Requirement 1 ▸ Name every thing other than planes that the first paragraph of the UFO article lists as flying in the sky.
Requirement 2 ▸ Pick up the UFO article after its last sentence and write the next part.

Text segment ▸
>> Start

Do You Want to Believe?
Planes aren't always the only things flying in the sky. We've got helicopters, blimps, weather balloons, lost kites- and every once in a while, some eye spies something that's not so easily identifiable. These are known as UFOs: unidentified flying objects.
For some, UFOs are as American as baseball, apple pie, or football (the one that involves hands more than feet). The U.S. government has even ridden the UFO train. You can go on the CIA's website and browse their collection cataloging the CIA's information on UFO's from the 1940s through the early 1990s. Then there are places like Area 51-a United States Airforce facility in the Nevada desert-that are at the center of various alien and UFO-based conspiracy theories.
U.S. Presidents are not beyond belief, either. Before Jimmy Carter became the 39th President of the United States of America, he witnessed a UFO. On September 18, 1973, Jimmy Carter filed a report with the National Investigations Committee on Aerial Phenomena (NICAP), claiming he had seen an Unidentified Flying Object (UFO) in October 1969. During his campaigning in 1976, Carter was forthcoming in his belief regarding his UFO sighting. He also promised that if elected president, he would encourage the government release -every piece of information- about UFOs available to the public and to scientists. He never followed through, however, citing potential -defense implications- and threats to National Security.
Belief in aliens and UFOs hasn't waned into the 21st century, although we don't seem any closer to any definitive answer.
Spotting UFOs (particularly those of the alien variety) on the ground is one thing--but what's it like to see one in the air? Since pilots and crew spend so much time flying in the air, they're bound to have experiences with UFOs, right?
Here are just three of many famous documented pilot encounters with some unidentified flying objects-whatever they might be.
Charles-Whitted UFO Encounter
On July 24, 1948, commercial airline pilots (and WWII veterans) flying over Alabama reported having to evade an unknown aircraft flying in very close proximity. Whitted thought it looked like "one of those fantastic Flash Gordon rocket ships in the funny papers." A passenger also saw it. Everyone described it as a rocket-like ship, conical in shape, with two decks lined with windows. A man named Walter Massey who worked at a nearby Air Force base also sighted it. On July 20, there were sightings in the Netherlands of a similar craft.
Initially, the military dismissed the encounter as a weather balloon. Then, they retracted that explanation and suggested it was a meteor. The pilots rejected the explanation. After an investigation, the Air Force concluded it was an alien spacecraft, but superiors rejected the report.

>> End

Supplied information ▸

>> Start

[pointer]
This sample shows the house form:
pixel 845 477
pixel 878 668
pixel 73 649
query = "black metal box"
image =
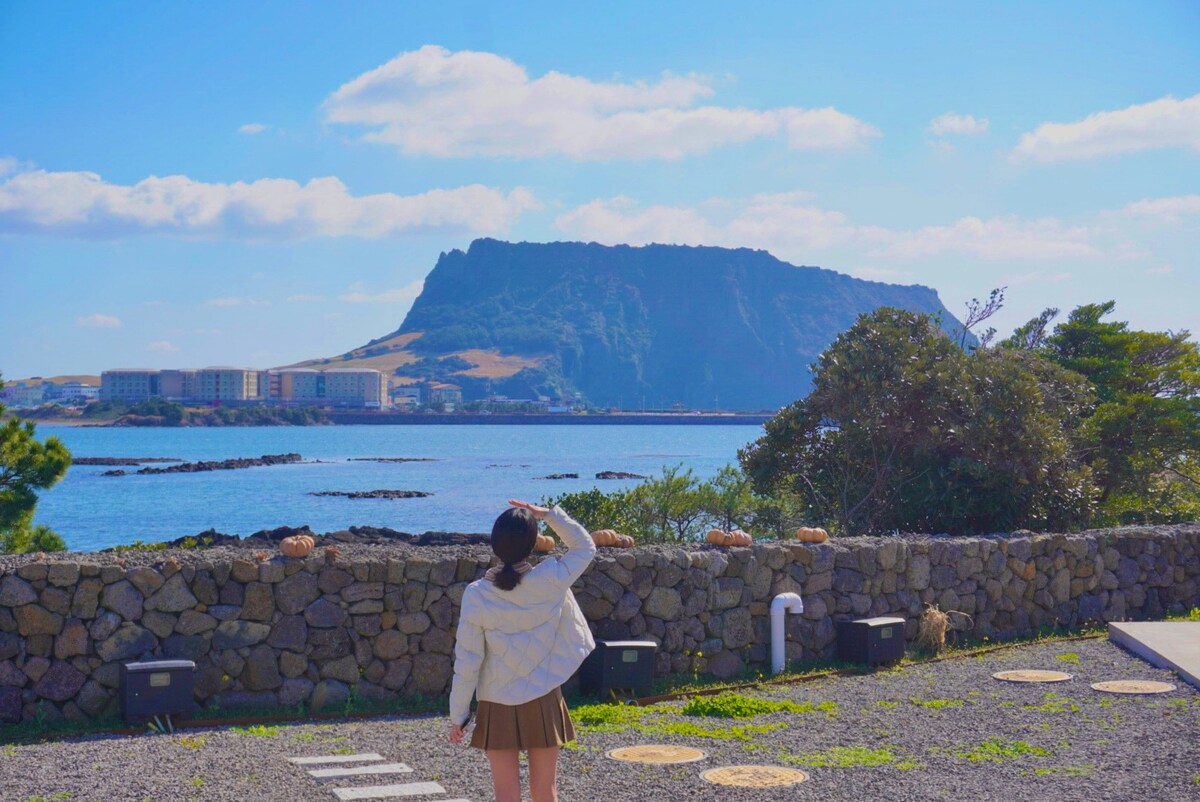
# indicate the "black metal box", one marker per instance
pixel 871 640
pixel 156 688
pixel 625 664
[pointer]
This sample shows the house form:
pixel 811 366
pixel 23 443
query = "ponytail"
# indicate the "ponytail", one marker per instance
pixel 508 579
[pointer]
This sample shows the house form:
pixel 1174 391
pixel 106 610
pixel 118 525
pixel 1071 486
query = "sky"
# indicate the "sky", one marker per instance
pixel 256 184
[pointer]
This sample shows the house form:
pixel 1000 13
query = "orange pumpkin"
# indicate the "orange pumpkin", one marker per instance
pixel 298 545
pixel 719 538
pixel 807 534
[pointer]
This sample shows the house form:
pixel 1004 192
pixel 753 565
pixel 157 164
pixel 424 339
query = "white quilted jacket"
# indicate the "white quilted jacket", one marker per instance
pixel 514 646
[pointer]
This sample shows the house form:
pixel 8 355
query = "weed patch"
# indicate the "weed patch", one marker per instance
pixel 258 730
pixel 997 750
pixel 737 706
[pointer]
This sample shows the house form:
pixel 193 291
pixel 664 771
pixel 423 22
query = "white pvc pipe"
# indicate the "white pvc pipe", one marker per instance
pixel 780 606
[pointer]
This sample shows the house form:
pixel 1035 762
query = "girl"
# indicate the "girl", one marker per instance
pixel 521 634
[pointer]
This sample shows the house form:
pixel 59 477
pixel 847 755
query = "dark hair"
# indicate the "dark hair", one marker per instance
pixel 514 536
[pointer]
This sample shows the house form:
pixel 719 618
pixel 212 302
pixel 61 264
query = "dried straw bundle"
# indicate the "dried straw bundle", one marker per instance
pixel 931 629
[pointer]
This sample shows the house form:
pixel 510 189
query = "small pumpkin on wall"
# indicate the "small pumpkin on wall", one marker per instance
pixel 298 545
pixel 612 538
pixel 811 534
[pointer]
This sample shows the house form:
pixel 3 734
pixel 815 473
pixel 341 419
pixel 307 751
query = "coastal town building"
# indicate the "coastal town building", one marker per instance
pixel 130 385
pixel 222 384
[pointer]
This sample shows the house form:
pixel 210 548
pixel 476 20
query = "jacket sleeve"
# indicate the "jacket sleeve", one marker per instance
pixel 581 548
pixel 468 658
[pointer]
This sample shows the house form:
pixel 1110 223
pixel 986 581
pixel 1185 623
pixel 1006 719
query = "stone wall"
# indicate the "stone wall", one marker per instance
pixel 291 632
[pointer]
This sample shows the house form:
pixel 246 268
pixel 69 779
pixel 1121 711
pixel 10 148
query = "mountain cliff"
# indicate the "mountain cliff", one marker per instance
pixel 630 327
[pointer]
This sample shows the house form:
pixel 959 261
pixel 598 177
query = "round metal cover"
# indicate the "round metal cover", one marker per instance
pixel 754 776
pixel 657 753
pixel 1032 675
pixel 1133 687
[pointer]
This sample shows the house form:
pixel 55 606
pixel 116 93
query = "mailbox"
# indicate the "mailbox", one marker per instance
pixel 156 688
pixel 871 640
pixel 625 664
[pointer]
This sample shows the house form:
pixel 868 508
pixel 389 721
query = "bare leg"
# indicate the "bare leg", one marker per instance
pixel 544 774
pixel 505 774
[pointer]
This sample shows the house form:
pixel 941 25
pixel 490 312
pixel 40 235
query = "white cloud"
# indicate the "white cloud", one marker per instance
pixel 1167 209
pixel 958 124
pixel 237 301
pixel 357 294
pixel 82 204
pixel 99 322
pixel 792 225
pixel 1165 123
pixel 435 102
pixel 996 238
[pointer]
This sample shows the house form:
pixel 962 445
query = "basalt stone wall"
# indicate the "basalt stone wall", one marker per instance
pixel 289 632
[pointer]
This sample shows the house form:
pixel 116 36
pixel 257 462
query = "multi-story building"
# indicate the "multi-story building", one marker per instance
pixel 131 385
pixel 355 387
pixel 442 394
pixel 221 384
pixel 298 385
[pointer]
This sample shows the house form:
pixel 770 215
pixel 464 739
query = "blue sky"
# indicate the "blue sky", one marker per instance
pixel 256 184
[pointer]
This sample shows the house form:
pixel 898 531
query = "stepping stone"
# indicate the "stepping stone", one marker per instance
pixel 360 771
pixel 336 759
pixel 390 791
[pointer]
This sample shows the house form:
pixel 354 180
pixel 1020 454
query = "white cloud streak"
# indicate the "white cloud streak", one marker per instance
pixel 357 294
pixel 433 102
pixel 99 321
pixel 792 223
pixel 84 205
pixel 1165 123
pixel 237 301
pixel 958 124
pixel 1167 209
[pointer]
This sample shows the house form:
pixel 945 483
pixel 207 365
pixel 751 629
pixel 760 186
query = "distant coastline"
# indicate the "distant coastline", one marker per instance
pixel 474 419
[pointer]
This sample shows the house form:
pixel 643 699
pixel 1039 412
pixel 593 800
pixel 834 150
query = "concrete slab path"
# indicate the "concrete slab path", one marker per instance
pixel 1173 645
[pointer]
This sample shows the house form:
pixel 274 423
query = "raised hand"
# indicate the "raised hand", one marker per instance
pixel 537 512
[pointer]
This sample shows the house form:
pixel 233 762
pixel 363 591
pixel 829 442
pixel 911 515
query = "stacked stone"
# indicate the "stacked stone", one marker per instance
pixel 307 632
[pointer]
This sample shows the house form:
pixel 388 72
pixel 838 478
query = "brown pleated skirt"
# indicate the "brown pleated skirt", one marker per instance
pixel 535 724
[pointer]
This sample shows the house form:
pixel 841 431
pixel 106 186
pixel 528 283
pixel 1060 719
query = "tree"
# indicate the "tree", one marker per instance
pixel 25 467
pixel 1144 431
pixel 904 430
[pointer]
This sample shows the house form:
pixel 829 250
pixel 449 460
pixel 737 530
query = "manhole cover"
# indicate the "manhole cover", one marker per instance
pixel 657 753
pixel 754 776
pixel 1032 675
pixel 1133 687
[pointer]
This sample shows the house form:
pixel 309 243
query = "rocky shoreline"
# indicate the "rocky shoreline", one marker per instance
pixel 221 465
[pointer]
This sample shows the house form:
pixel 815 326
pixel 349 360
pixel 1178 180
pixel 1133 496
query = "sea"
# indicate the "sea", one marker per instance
pixel 472 472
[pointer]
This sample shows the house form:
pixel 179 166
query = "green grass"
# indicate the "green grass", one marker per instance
pixel 997 750
pixel 1191 615
pixel 736 706
pixel 258 730
pixel 844 758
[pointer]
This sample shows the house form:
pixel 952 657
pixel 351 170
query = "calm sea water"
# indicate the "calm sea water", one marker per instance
pixel 478 470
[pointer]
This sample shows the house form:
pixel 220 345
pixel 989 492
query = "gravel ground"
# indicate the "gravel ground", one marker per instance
pixel 1097 747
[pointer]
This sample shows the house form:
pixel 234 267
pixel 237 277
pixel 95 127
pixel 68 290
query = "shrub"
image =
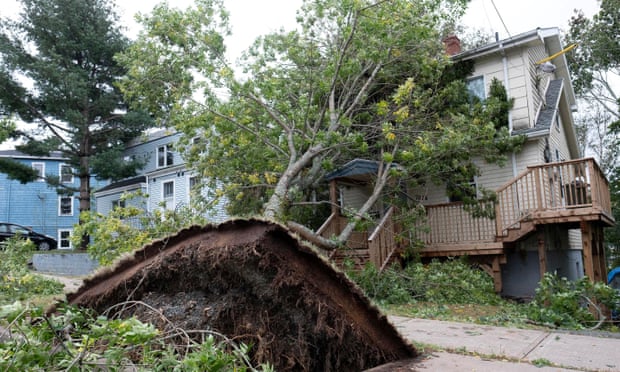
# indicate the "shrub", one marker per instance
pixel 562 303
pixel 74 339
pixel 17 282
pixel 448 282
pixel 126 229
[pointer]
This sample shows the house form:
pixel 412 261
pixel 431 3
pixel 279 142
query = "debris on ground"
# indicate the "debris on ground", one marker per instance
pixel 255 283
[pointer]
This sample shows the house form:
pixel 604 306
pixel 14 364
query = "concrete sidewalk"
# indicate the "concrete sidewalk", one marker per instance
pixel 507 349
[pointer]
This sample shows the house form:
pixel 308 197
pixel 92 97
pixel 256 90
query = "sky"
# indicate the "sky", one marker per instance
pixel 251 18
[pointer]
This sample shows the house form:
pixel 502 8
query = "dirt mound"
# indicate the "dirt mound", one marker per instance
pixel 254 282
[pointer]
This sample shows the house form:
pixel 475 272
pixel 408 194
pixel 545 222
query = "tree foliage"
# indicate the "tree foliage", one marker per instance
pixel 57 72
pixel 355 79
pixel 595 63
pixel 595 69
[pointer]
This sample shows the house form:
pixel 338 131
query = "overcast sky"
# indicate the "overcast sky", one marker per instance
pixel 250 18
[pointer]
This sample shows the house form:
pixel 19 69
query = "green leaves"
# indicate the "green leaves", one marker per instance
pixel 74 339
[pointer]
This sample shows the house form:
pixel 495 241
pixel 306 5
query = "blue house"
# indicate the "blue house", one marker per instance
pixel 165 181
pixel 38 205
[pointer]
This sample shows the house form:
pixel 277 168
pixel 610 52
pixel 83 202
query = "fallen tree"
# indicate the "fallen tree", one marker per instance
pixel 255 283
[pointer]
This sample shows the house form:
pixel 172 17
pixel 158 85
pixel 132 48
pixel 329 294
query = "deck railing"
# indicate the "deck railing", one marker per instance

>> End

Written response 1 ▸ Helicopters, blimps, weather balloons, and lost kites.

Written response 2 ▸
What was it really? Nobody knows.
Mantell UFO Incident
On January 7, 1948, Kentucky Highway Patrol reported an unusual aerial object near Madisonville, KY around 1:45 pm. A number of witnesses in the control tower at Fort Knox also spotted the object. Four F-51D Mustangs of C Flight, 165th Fighter Squadron Kentucky Air National Guard were already in the air at the time. They were instructed to approach the object. Captain Thomas F. Mantell was among the pilots. When one ran out of fuel, he returned to base. The other two accompanied Mantell in pursuit. When they, too, turned back, Mantel continued to climb. When he exceeded 25,000 ft., he blacked out from hypoxia. His plane spiraled and crashed. Although there is some dispute, some sources report in one of Mantell's final transmissions, he described the object he was chasing as "a metallic object of tremendous size."
The official Air Force line was that he actually saw Venus. Unofficially, however, officers feared a spaceship has shot mantel down with an extraterrestrial weapon. Later, declassified documents disclosed secret Navy balloon experiments measuring radiation levels in the upper Atmosphere.
Ok, so maybe this ultimately wasn't technically a UFO-but at the time, the object wasn't identifiable. Mantell very well may have believed this really was a UFO--or why else would he continue after it despite his lack of oxygen?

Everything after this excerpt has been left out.